§ **TASK OBJECTIVE**
Can you retype the material between the line holding "green foliage bokeh" and the line holding "(1059, 603)", inclusive, with nothing changed?

§ **LISTED ENTRIES**
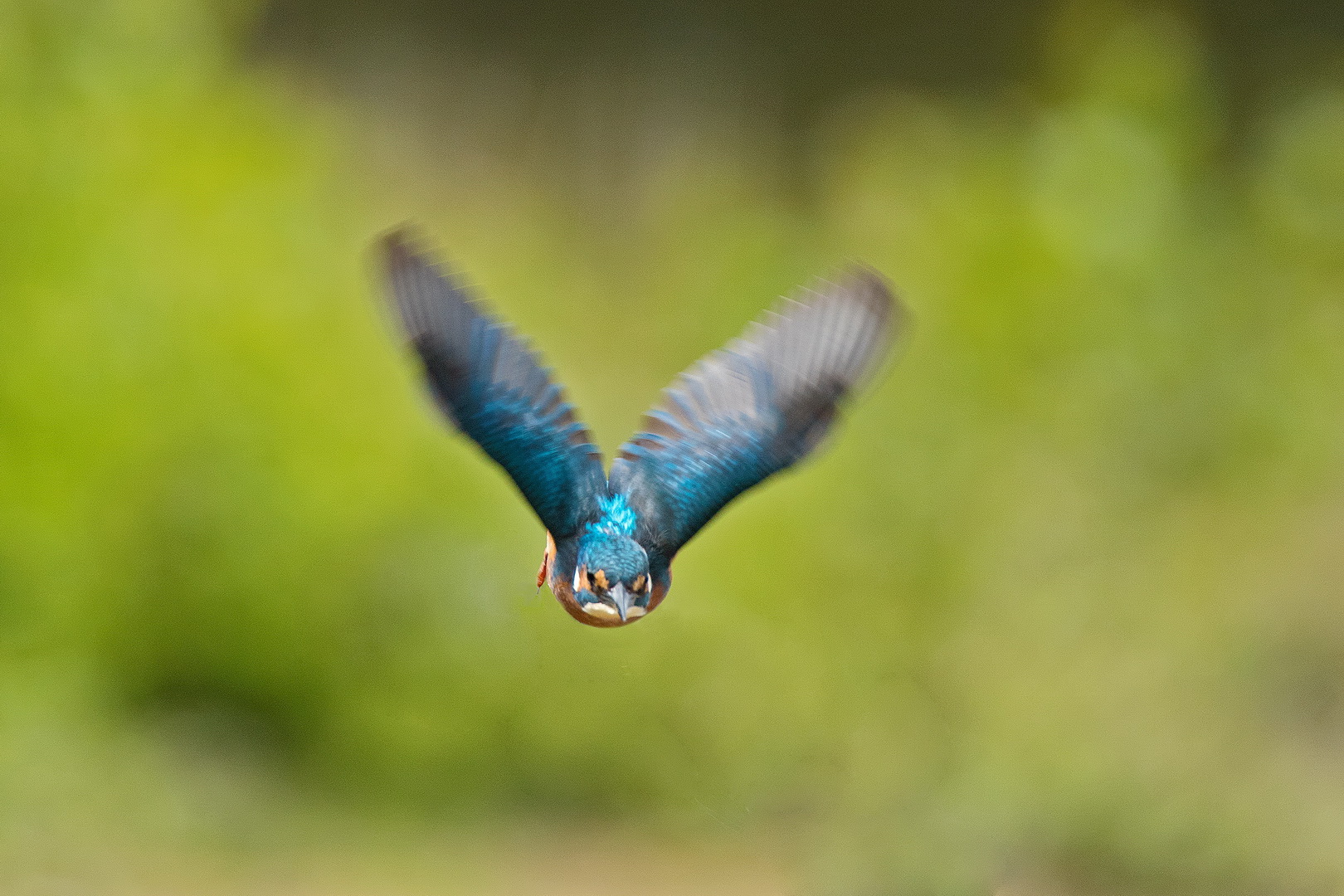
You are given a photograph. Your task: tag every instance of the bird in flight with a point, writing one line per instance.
(734, 418)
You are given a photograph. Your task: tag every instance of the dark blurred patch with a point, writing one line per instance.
(799, 58)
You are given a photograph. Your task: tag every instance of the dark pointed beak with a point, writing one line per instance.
(621, 598)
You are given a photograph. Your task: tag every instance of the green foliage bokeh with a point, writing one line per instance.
(1059, 603)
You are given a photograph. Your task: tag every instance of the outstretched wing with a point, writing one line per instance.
(756, 407)
(491, 386)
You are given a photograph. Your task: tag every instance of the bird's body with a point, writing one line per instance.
(735, 418)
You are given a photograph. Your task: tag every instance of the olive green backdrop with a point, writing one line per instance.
(1060, 609)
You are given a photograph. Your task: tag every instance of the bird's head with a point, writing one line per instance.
(611, 581)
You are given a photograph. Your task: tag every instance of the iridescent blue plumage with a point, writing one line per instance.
(733, 419)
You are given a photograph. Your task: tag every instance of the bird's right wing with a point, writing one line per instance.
(756, 407)
(492, 387)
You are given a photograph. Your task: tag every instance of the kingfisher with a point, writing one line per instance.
(733, 419)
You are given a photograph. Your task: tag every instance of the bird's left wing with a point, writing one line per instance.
(492, 387)
(756, 407)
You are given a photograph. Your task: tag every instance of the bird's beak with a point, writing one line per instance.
(621, 598)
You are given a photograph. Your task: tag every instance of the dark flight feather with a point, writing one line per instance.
(753, 409)
(494, 388)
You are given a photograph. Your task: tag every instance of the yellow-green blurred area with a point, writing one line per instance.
(1058, 613)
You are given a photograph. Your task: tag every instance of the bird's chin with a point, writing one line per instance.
(606, 613)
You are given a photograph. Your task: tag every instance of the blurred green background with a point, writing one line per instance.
(1059, 613)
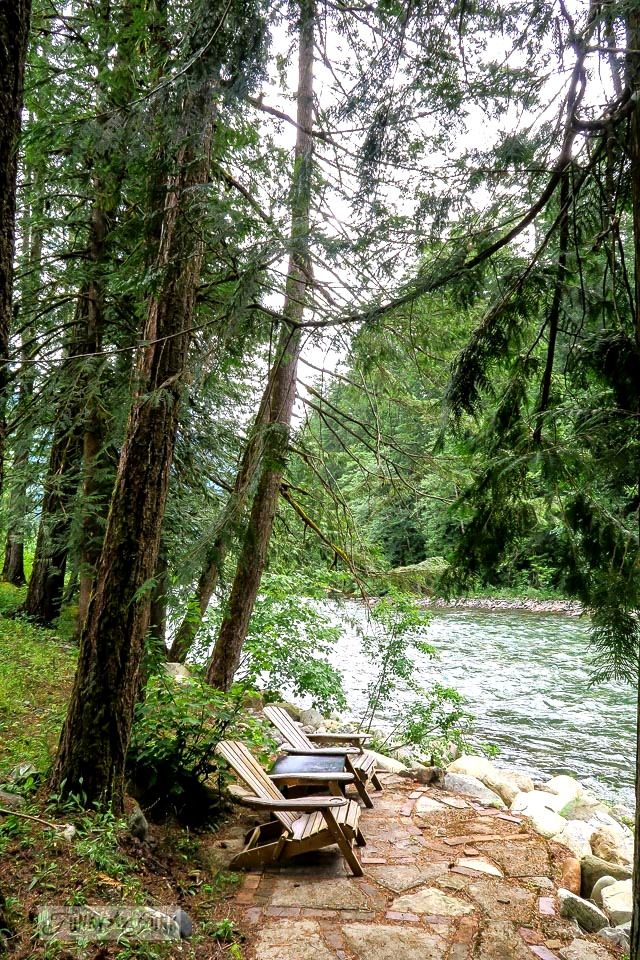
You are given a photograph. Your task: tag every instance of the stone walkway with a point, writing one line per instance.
(445, 879)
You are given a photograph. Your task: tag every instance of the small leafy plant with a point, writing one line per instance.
(172, 751)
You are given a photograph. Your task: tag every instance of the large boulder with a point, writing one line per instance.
(472, 787)
(563, 786)
(590, 917)
(471, 766)
(507, 783)
(530, 802)
(613, 843)
(616, 935)
(547, 823)
(311, 718)
(598, 887)
(617, 901)
(389, 764)
(293, 711)
(576, 836)
(594, 867)
(585, 950)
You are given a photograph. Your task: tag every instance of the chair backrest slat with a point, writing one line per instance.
(245, 765)
(283, 722)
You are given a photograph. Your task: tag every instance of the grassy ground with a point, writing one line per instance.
(102, 863)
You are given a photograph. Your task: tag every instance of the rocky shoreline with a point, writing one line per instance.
(571, 608)
(596, 889)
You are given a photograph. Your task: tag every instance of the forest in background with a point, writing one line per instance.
(312, 291)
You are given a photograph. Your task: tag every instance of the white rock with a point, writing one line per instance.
(533, 801)
(590, 917)
(613, 843)
(472, 766)
(472, 787)
(508, 783)
(564, 786)
(311, 718)
(617, 901)
(547, 823)
(481, 865)
(386, 763)
(576, 836)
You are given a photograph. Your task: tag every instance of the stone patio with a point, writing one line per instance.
(442, 881)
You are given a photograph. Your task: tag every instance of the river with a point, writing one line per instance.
(526, 680)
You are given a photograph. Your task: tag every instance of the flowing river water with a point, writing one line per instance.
(526, 680)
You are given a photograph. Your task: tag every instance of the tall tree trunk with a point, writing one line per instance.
(221, 538)
(32, 237)
(46, 585)
(14, 36)
(253, 553)
(95, 736)
(633, 79)
(97, 478)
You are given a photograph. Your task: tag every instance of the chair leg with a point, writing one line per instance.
(359, 783)
(345, 846)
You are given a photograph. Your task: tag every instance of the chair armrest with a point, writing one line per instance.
(319, 778)
(339, 737)
(303, 804)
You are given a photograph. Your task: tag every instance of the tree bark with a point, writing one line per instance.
(633, 79)
(14, 37)
(46, 585)
(253, 552)
(222, 536)
(95, 735)
(32, 237)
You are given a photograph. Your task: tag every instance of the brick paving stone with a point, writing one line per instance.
(253, 915)
(499, 940)
(503, 901)
(459, 951)
(467, 929)
(338, 894)
(396, 915)
(390, 942)
(431, 901)
(292, 940)
(529, 936)
(245, 896)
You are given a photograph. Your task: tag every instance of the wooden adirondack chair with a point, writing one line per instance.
(299, 826)
(356, 761)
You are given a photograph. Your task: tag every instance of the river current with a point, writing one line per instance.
(526, 680)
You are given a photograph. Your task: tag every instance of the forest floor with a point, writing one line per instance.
(444, 877)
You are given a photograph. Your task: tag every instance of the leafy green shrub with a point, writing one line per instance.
(288, 643)
(432, 720)
(171, 756)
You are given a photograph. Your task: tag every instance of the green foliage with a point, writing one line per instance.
(289, 641)
(31, 716)
(397, 623)
(177, 728)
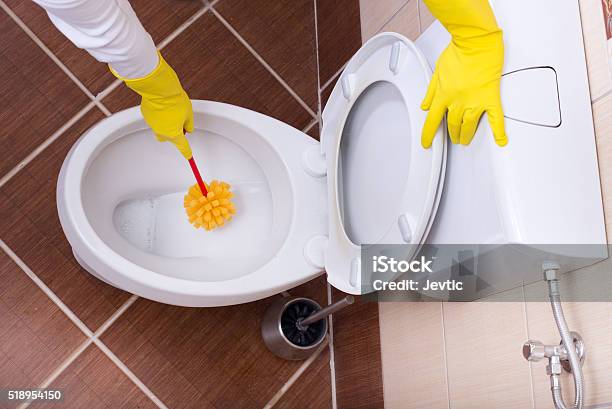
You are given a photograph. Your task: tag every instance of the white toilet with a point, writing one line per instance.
(304, 206)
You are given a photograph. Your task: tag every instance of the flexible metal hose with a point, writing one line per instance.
(568, 341)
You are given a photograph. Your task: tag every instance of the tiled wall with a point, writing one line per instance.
(468, 355)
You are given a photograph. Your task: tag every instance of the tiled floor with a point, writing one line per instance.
(59, 326)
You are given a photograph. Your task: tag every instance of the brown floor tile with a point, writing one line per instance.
(35, 335)
(159, 17)
(314, 132)
(36, 97)
(203, 357)
(212, 64)
(313, 389)
(29, 224)
(357, 358)
(283, 33)
(93, 381)
(339, 37)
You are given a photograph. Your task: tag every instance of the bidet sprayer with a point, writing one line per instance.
(568, 355)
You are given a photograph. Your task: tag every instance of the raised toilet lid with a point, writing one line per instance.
(383, 187)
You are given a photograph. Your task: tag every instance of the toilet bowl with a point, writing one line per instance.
(305, 207)
(302, 206)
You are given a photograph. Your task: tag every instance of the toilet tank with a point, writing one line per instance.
(538, 198)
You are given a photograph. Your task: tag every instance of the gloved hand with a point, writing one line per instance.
(466, 81)
(165, 105)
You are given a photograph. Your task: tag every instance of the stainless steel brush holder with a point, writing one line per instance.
(294, 327)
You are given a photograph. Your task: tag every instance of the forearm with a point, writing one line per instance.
(109, 30)
(457, 15)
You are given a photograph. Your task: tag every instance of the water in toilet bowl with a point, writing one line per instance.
(133, 197)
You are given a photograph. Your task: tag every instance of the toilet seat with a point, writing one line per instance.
(373, 119)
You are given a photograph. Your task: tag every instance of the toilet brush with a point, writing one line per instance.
(208, 206)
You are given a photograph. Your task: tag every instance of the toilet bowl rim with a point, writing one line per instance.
(112, 265)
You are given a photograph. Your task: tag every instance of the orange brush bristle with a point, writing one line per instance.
(210, 211)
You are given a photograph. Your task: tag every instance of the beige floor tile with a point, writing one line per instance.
(425, 16)
(593, 29)
(483, 349)
(412, 347)
(593, 320)
(406, 21)
(602, 117)
(376, 13)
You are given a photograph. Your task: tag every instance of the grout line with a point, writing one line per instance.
(129, 374)
(106, 91)
(445, 355)
(92, 337)
(333, 77)
(398, 11)
(60, 369)
(71, 315)
(332, 362)
(276, 398)
(263, 62)
(115, 316)
(602, 96)
(419, 16)
(46, 143)
(312, 123)
(320, 108)
(50, 54)
(179, 30)
(531, 381)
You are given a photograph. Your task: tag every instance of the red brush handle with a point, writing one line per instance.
(196, 173)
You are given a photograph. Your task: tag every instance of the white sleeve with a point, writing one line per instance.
(109, 30)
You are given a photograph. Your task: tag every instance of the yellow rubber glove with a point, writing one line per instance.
(165, 105)
(467, 77)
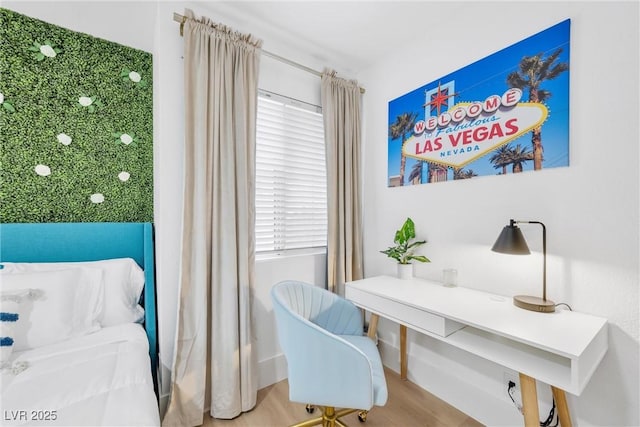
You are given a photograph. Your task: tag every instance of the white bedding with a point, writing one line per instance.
(99, 379)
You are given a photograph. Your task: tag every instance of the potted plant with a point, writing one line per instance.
(403, 250)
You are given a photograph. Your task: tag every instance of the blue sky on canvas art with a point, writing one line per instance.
(488, 76)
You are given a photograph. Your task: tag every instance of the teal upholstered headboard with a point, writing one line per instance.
(89, 241)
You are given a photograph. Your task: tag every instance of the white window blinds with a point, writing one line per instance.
(291, 184)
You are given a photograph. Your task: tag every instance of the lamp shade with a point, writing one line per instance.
(511, 241)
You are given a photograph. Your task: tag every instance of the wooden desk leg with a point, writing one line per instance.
(563, 408)
(373, 326)
(529, 401)
(403, 352)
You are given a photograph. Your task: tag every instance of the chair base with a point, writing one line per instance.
(331, 418)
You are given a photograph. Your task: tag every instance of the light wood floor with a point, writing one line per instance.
(408, 405)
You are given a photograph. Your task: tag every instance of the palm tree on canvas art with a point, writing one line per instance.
(401, 128)
(415, 176)
(519, 155)
(501, 158)
(533, 71)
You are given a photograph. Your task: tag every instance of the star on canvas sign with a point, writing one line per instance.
(506, 113)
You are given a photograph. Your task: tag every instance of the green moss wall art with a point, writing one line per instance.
(76, 126)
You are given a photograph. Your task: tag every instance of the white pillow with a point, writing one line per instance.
(9, 316)
(123, 283)
(63, 304)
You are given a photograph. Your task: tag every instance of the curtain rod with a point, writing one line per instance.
(181, 19)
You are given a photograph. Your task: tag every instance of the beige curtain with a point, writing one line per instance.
(341, 112)
(214, 360)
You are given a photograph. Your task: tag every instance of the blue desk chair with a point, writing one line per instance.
(330, 362)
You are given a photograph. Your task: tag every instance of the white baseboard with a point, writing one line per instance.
(272, 370)
(465, 396)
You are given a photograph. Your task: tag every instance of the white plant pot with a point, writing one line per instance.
(405, 271)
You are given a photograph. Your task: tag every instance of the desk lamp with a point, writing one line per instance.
(511, 241)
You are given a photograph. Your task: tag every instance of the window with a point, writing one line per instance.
(291, 183)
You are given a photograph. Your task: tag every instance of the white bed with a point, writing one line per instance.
(78, 325)
(89, 380)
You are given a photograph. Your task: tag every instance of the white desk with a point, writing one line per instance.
(562, 349)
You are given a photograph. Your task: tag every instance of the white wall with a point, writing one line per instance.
(590, 208)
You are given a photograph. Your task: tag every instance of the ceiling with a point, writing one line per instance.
(353, 33)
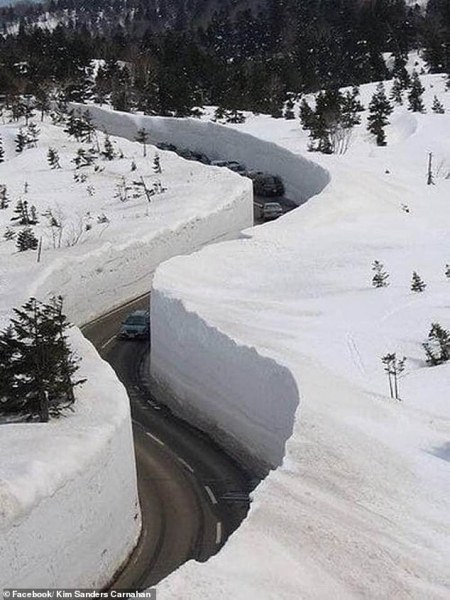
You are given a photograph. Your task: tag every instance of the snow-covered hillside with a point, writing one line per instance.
(62, 484)
(360, 507)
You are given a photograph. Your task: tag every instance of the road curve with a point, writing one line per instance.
(192, 495)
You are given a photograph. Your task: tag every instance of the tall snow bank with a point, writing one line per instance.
(302, 177)
(63, 484)
(219, 394)
(360, 507)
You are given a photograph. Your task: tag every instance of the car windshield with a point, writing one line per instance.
(135, 320)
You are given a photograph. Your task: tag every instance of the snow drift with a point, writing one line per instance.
(360, 507)
(302, 177)
(62, 484)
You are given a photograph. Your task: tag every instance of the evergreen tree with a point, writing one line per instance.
(143, 138)
(33, 215)
(21, 213)
(108, 149)
(380, 278)
(289, 114)
(4, 198)
(84, 158)
(437, 348)
(437, 106)
(157, 164)
(379, 111)
(53, 158)
(415, 94)
(396, 92)
(306, 115)
(417, 285)
(37, 365)
(21, 141)
(32, 135)
(9, 234)
(26, 240)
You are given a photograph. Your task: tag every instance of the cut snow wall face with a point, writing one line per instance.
(302, 178)
(117, 273)
(69, 482)
(243, 400)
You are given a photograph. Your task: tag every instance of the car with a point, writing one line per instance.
(271, 210)
(266, 185)
(136, 325)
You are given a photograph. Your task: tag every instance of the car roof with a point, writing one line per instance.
(139, 313)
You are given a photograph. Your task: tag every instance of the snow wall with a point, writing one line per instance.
(58, 506)
(60, 494)
(302, 178)
(215, 383)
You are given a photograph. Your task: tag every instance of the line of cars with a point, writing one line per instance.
(265, 185)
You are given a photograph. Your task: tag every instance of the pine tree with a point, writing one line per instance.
(21, 213)
(417, 285)
(9, 234)
(415, 94)
(53, 158)
(437, 348)
(26, 240)
(379, 110)
(394, 367)
(32, 135)
(21, 141)
(143, 138)
(397, 91)
(380, 278)
(289, 114)
(33, 215)
(37, 365)
(157, 164)
(4, 198)
(437, 106)
(84, 158)
(108, 149)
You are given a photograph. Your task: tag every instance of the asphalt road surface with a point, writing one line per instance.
(192, 495)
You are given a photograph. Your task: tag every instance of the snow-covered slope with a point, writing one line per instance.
(63, 484)
(360, 507)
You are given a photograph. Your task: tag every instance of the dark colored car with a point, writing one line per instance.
(136, 325)
(266, 185)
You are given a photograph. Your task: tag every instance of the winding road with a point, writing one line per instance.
(192, 495)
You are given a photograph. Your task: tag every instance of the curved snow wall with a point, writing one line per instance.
(302, 178)
(65, 483)
(59, 494)
(215, 383)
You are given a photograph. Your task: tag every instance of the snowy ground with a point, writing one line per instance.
(360, 507)
(65, 482)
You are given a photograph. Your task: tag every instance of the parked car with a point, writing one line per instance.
(136, 325)
(266, 185)
(233, 165)
(271, 210)
(166, 146)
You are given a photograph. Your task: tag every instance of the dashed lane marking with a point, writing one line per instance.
(218, 532)
(185, 464)
(103, 346)
(154, 438)
(210, 494)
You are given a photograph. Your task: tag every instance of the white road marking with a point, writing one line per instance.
(218, 532)
(210, 494)
(184, 463)
(103, 346)
(157, 440)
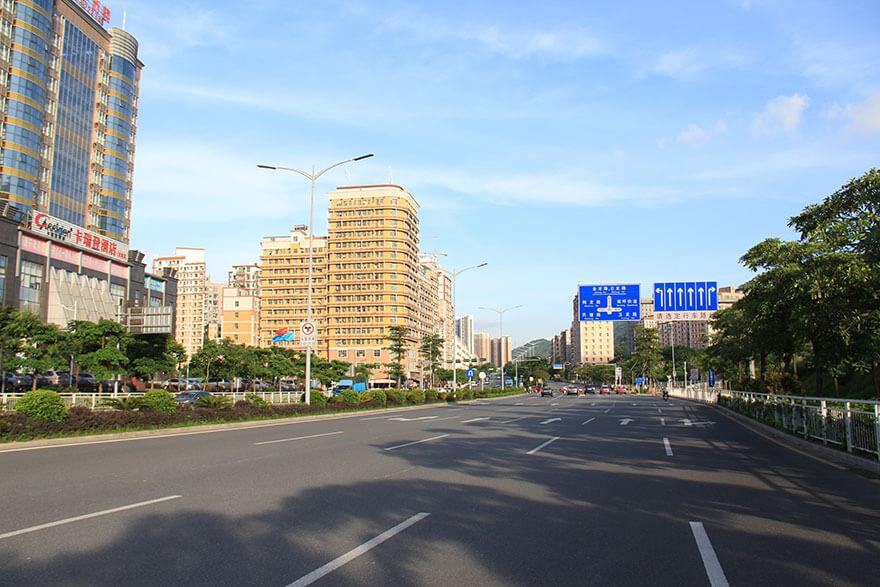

§ **TASK ANSWER**
You are given a photograph. Your task: tag every instance of the green foliage bokeh with a point, writing one line per instance.
(1059, 603)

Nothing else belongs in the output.